### Material provided ###
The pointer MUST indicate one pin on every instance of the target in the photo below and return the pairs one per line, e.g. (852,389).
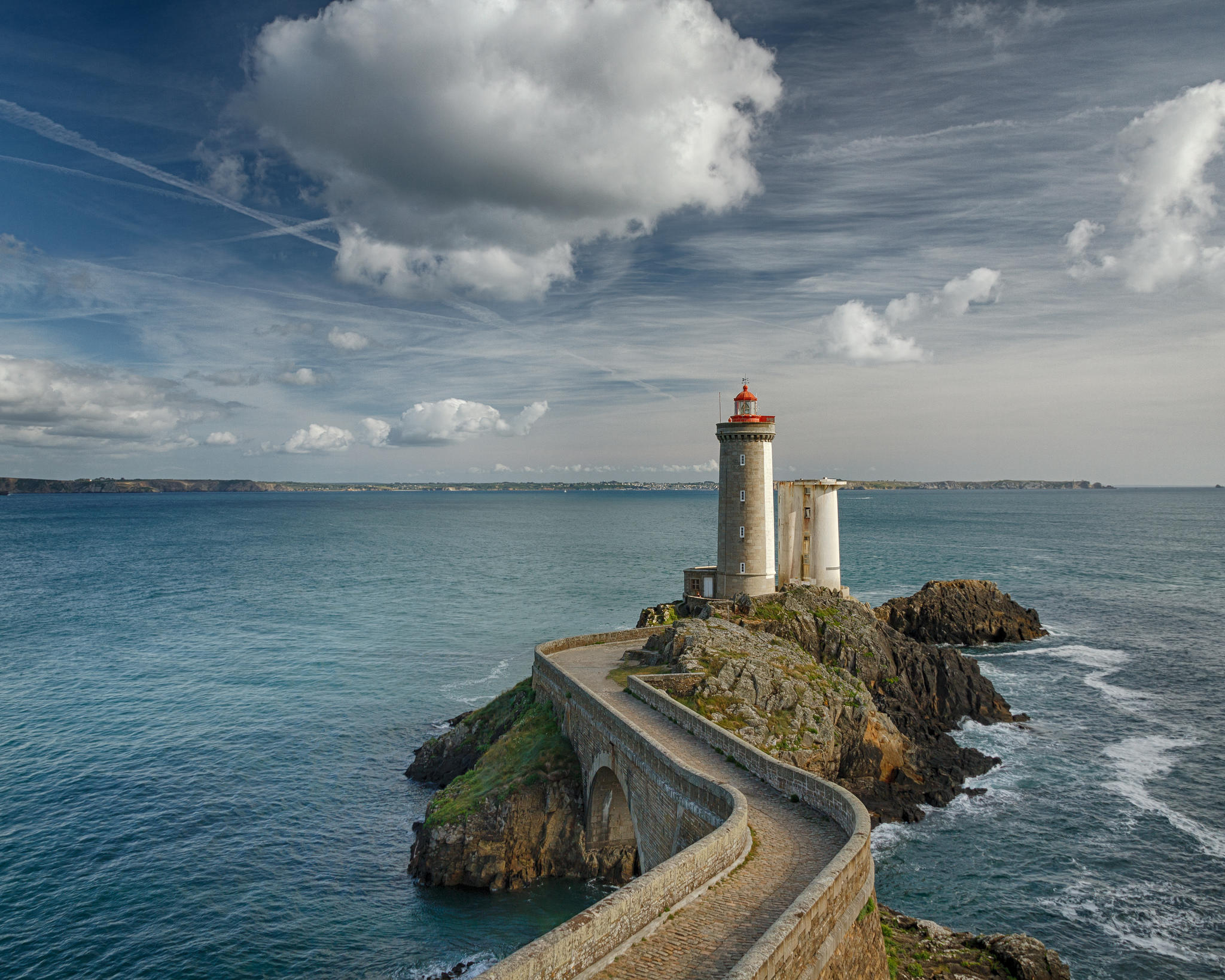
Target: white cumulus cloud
(314,439)
(451,421)
(471,144)
(50,404)
(859,333)
(1169,208)
(348,340)
(303,376)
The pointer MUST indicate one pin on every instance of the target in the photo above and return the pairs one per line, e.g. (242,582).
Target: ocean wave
(473,964)
(1105,663)
(498,672)
(1004,740)
(1158,917)
(1144,757)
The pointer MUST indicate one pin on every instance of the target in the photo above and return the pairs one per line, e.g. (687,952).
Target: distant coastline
(123,485)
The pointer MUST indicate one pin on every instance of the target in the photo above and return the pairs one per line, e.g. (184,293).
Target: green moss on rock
(532,749)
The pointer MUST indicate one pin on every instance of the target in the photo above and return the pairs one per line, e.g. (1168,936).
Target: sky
(547,239)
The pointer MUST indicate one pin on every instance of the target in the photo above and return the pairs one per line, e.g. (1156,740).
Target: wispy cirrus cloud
(471,146)
(857,332)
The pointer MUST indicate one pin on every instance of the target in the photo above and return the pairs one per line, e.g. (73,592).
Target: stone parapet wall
(675,684)
(819,929)
(720,812)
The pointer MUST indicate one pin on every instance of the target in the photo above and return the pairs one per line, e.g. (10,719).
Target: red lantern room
(746,408)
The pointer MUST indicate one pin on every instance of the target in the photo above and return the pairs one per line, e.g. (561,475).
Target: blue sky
(961,241)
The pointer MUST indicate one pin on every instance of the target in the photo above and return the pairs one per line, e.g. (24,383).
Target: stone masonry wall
(811,935)
(820,938)
(861,952)
(593,934)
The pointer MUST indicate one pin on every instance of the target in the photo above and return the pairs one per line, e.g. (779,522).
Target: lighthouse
(746,501)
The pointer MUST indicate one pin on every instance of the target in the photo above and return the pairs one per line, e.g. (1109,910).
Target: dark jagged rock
(924,691)
(534,832)
(918,947)
(964,613)
(460,969)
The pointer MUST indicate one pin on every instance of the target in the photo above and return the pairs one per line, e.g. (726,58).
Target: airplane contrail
(13,113)
(272,232)
(17,115)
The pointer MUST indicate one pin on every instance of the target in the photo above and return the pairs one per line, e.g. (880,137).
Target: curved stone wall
(818,930)
(597,933)
(830,933)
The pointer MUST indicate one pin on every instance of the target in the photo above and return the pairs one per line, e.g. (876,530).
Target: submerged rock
(964,613)
(918,947)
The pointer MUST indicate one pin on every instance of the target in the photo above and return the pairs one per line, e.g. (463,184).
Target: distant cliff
(120,485)
(108,485)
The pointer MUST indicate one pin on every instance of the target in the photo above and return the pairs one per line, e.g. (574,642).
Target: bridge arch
(609,818)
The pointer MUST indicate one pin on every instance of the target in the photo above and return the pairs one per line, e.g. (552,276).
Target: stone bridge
(750,869)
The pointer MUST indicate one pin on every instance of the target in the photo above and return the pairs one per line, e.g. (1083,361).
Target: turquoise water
(209,701)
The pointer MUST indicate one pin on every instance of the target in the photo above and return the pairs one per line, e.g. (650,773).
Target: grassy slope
(532,750)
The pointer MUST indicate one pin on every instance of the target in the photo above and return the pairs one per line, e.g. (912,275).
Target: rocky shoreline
(858,696)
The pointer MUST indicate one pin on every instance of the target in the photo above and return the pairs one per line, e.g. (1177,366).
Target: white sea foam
(1103,664)
(1158,917)
(479,964)
(498,672)
(1145,757)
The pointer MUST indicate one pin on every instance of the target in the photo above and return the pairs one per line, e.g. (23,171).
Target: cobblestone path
(792,844)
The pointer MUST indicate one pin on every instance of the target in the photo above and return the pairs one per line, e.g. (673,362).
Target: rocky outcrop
(534,832)
(511,809)
(964,613)
(470,736)
(775,695)
(918,947)
(923,691)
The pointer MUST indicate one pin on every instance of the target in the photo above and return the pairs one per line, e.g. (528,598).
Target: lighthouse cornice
(757,431)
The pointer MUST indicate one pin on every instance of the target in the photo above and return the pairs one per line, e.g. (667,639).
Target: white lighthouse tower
(746,501)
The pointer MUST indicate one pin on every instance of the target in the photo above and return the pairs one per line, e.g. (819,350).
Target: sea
(208,702)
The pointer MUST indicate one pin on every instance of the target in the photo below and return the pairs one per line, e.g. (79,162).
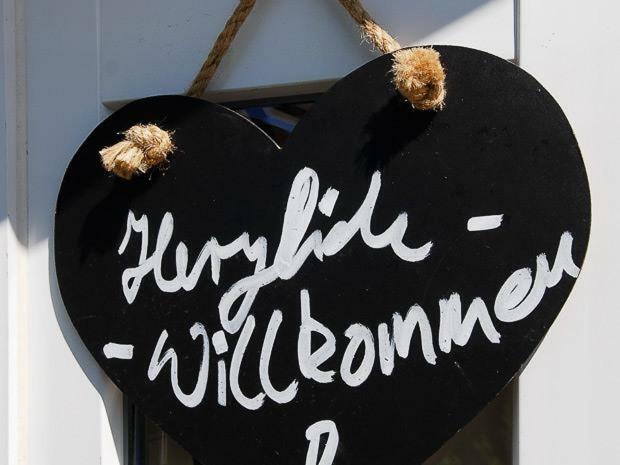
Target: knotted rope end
(418,75)
(145,146)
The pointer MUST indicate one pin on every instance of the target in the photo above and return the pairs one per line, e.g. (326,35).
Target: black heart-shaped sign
(354,297)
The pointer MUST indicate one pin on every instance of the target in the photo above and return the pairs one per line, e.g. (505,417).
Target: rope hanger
(417,73)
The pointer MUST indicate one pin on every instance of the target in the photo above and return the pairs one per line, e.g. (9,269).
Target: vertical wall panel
(569,406)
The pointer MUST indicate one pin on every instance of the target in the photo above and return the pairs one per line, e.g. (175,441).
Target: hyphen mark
(484,223)
(120,351)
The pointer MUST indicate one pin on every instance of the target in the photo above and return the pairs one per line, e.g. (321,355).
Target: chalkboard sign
(354,297)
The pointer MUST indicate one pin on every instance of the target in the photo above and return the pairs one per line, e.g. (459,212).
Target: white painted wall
(63,59)
(569,394)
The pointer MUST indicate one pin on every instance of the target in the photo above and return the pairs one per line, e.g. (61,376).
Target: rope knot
(418,75)
(145,146)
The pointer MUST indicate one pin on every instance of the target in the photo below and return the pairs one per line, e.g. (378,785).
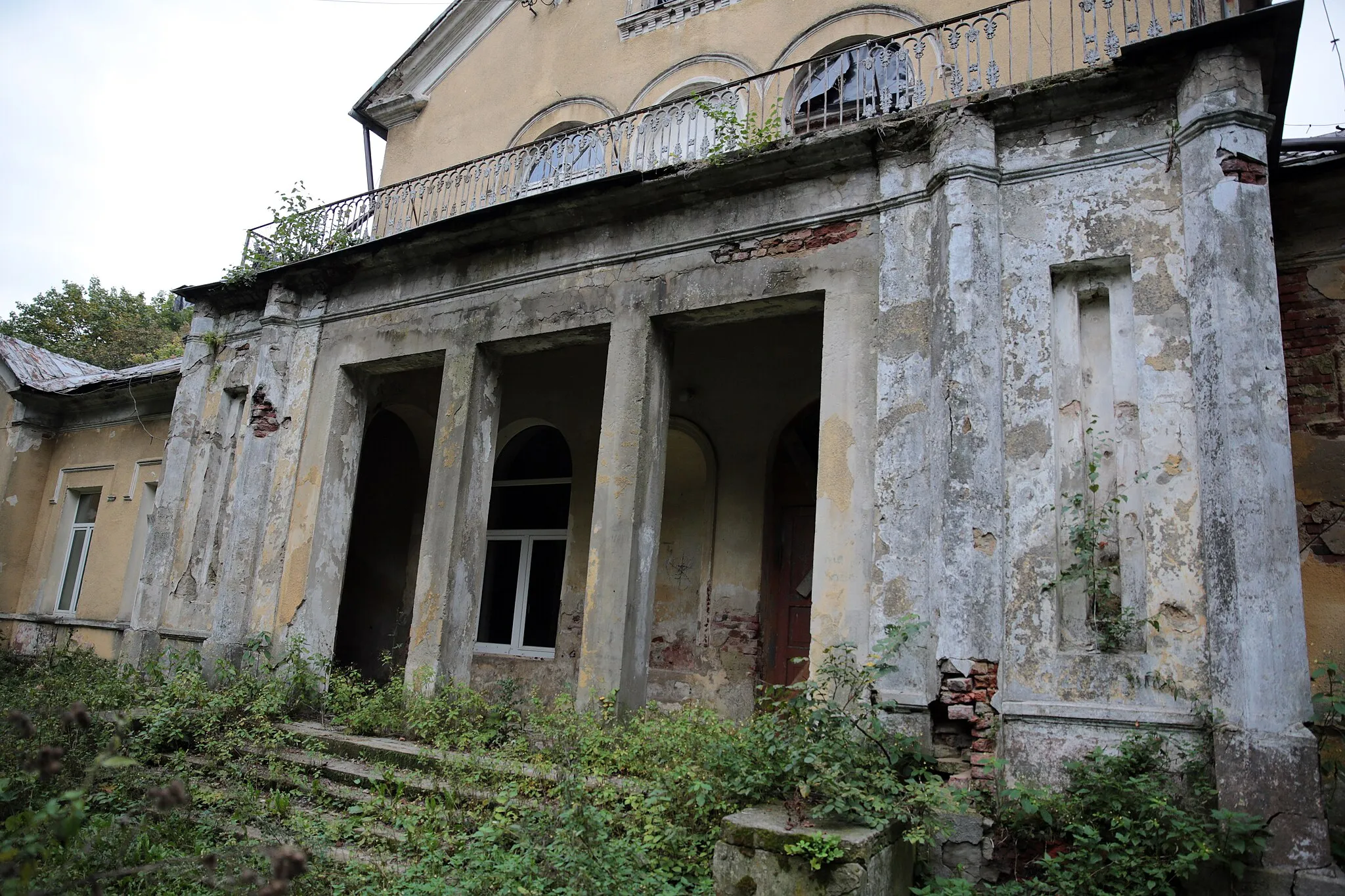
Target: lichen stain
###
* [Exercise]:
Leaving all pictures aside, quote each record exactly.

* [Answer below]:
The pointer MUST indicate one pin on every instance of the target in the photo below and return the pairs one per line, e.g. (852,389).
Target: white cumulus cloud
(314,439)
(451,421)
(471,144)
(50,404)
(859,333)
(1169,208)
(348,340)
(303,376)
The pointer MUST indicate one pin on every instance of the target in the photo above and return the pairs one per line, e.g. (242,582).
Target: ocean wave
(473,964)
(1105,663)
(498,672)
(1004,740)
(1158,917)
(1144,757)
The pointer MUST indicate one pin on every instance of the target in the photo above and return the pairs one per line, e.g. (687,952).
Target: distant coastline
(123,485)
The pointer MUST indicate one pin on every instance of the target in the photo above and return the pairs one per line, e.g. (184,293).
Target: green moss on rock
(532,749)
The pointer MUST indicate one pin on every instance of the target in the photo above and return the pairs one per line, e.g. (1168,936).
Target: sky
(547,239)
The pointer MUST indicate one pin on every instance of the target in the photo above and return the pairs one per line, e.g. (1156,740).
Target: wispy cirrus cloud
(471,146)
(857,332)
The pointer MUST indicate one pin on every instance of the target in the photo above and return the pairs one per line, e.g. (73,592).
Target: stone parapet wall
(675,684)
(819,929)
(720,812)
The pointer MUST indicate one pin on every instance of the target in the photo above and return the pairs one per line, e.g. (10,719).
Target: red lantern room
(746,408)
The pointer MUST indicate one pin on every instance of the target in the photo above and return the pairs one per line, e.g. (561,475).
Target: blue sky
(961,241)
The pointer MUST indicate one pin on every instance of the target in the photo above and return the pairs one per line, e.g. (24,383).
Target: stone masonry wall
(811,935)
(820,938)
(861,952)
(593,934)
The pointer MUST indicate one pin on every instance of the target in the photo above and return the pairs one per line, e.g. (779,522).
Target: lighthouse
(746,501)
The pointer MUST indicate one pin on every instance of the target in the photo above and return the pairs one per line, e.g. (1109,910).
Target: dark jagged rock
(924,691)
(534,832)
(918,947)
(964,613)
(460,969)
The pointer MUST indicate one pin on every instance of the target in the photo above and return the pairs one per line, e.g. (726,58).
Target: airplane contrail
(13,113)
(272,232)
(17,115)
The pointer MUST indicate one pin on every instance of the target in the photo above and return the pairs one per line, e.g. (880,137).
Target: curved stone wall
(818,930)
(597,933)
(830,933)
The pointer MUST indicate one pin on every instance of the target in the photo above and return the pairs one per line, e.g. (876,530).
Target: submerged rock
(964,613)
(918,947)
The pointer MUST indicate one pin on every instance of the target in the photo above and return the pairs one per line, e.g. (463,184).
Target: distant cliff
(120,485)
(108,485)
The pointer MUST indicate one pin on every instance of the target in the photo above and return the pairs one per line, e.g. (574,642).
Target: bridge arch
(609,818)
The pointer MUST indicate one pin on every instance of the target in the photo above and return the pairs one per line, e.g. (552,276).
Target: stone bridge
(750,869)
The pointer MUST indicate one pin on every instance of the target in the photo above and return the pairs one per line, e.g. (1083,361).
Target: turquoise water
(209,701)
The pointer MUST indicate one pin on every instance of the target in the photo above and return the pairs one per line, e.g. (650,773).
Target: grassy slope
(532,750)
The pointer MUST indicate one pin on every instance of the target in the photo above and return the pairs one per line, e.g. (912,275).
Target: rocky shoreline
(858,696)
The pointer MUST indicate one pin on every instance of the target in the photo above and return the pairs one per line, e.g. (1177,366).
Target: white sea foam
(1103,664)
(1158,917)
(479,964)
(498,672)
(1145,757)
The pointer MUST indicate one pin on every instance of the target in the photo above and return the pairs one per line, e.g. (23,171).
Target: cobblestone path
(792,844)
The pointer MUST indicate one pin on every instance of the target in the photo above and return the pairs one per line, e.g. (673,362).
Target: rocky outcrop
(534,832)
(511,809)
(964,613)
(470,736)
(775,695)
(918,947)
(923,691)
The pointer MUST indicate one pin on every instance of the target in the photo above and return the pairs one per line, e.g. (528,598).
Target: lighthouse cornice
(757,431)
The pointer MUST indicate one pin on every instance of the target in the photo above and return the pairs one per line, e.g. (667,639).
Target: white lighthouse tower
(746,501)
The pointer MUST indicate one pin on every instance of the target in the photo above and return the pairs one per line, e.g. (819,350).
Target: sea
(208,702)
The pointer MUST indicate one pin on every instance of the target in the photo below and return the pairs one per line, e.g. (79,162).
Target: knotted rope end
(418,75)
(145,146)
The pointer MUST indicate one pin on every instance of the target in the photo above and return the pairs one per line, e.g. (326,35).
Target: black heart-shaped sign
(354,297)
The pointer MUST indicate one pin on every instance of the target in the photo above and return the pairs one per line, e.g. (505,417).
Target: rope hanger
(417,73)
The pointer MUST indicate one pin on every instance of the target in the photo above and return the pairs one per line, e.g. (9,269).
Target: vertical wall panel
(569,406)
The pointer MUST indicate one pin on every instance of the target in the photo above and return the pairs one per line, e.g. (175,441).
Target: hyphen mark
(484,223)
(120,351)
The pointer MUST indicate one pin on every instance of the target in the photo above and return the pairs one per line, e.g. (321,355).
Target: chalkboard sign
(354,297)
The pointer MUST indicate one pin on every instance of the target in the photo above and return the pairs one per line, e.g. (459,212).
Target: white painted wall
(63,59)
(569,394)
The pointer MUST indicate one pin on every instance of the target in the photo above and return the pairs one per line, e.g. (61,376).
Target: rope knot
(418,75)
(145,146)
The pointer MUST indicate one pin on every instance of the target in the photo below and return the pairs one per line, e.g. (378,785).
Target: lichen stain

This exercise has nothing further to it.